[Dataset excerpts on object pointing]
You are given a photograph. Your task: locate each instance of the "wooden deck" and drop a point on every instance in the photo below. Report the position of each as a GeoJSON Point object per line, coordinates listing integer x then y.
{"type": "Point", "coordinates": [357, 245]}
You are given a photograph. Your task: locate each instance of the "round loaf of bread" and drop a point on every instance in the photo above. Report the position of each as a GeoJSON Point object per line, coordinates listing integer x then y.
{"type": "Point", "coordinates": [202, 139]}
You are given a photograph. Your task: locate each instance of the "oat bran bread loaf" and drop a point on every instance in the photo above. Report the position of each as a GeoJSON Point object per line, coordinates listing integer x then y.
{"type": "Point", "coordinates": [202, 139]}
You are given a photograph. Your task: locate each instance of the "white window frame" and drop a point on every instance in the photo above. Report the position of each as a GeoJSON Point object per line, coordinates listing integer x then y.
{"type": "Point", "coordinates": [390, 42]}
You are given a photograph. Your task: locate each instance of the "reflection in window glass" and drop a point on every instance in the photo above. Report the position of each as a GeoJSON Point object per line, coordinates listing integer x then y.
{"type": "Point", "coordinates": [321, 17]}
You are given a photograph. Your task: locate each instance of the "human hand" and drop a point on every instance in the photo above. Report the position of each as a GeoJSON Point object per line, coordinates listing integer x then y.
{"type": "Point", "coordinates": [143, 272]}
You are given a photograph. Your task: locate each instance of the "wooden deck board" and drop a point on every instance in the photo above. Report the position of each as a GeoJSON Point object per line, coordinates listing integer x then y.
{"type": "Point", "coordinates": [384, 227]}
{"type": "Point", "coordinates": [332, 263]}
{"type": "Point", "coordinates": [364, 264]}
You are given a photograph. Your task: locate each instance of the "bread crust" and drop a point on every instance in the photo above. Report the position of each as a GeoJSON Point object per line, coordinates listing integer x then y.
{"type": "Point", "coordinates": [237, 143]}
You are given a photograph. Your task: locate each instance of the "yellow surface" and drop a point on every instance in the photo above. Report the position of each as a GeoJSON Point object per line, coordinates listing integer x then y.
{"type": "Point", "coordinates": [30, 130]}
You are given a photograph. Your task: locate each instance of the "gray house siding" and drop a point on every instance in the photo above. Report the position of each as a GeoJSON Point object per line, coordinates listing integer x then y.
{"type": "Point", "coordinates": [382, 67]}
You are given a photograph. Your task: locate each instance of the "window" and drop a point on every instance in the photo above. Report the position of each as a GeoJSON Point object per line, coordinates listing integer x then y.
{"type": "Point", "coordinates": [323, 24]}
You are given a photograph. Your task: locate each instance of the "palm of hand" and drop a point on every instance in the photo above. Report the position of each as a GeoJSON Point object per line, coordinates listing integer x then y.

* **Directive**: Gather every line of the entries above that contains the word "deck" and list those lines.

* **Reply**:
You are given a photograph. Your task: locate each instance of the "wooden deck" and drop a point on every instance in the photo below. Report the position of each as a GeoJSON Point object per line, coordinates listing integer x then y.
You are given a photograph. Your task: locate each instance of the "wooden deck board" and drop a point on every instance in the photo above. Report the position of each as a GeoJSON Point object per line, coordinates listing integer x then y.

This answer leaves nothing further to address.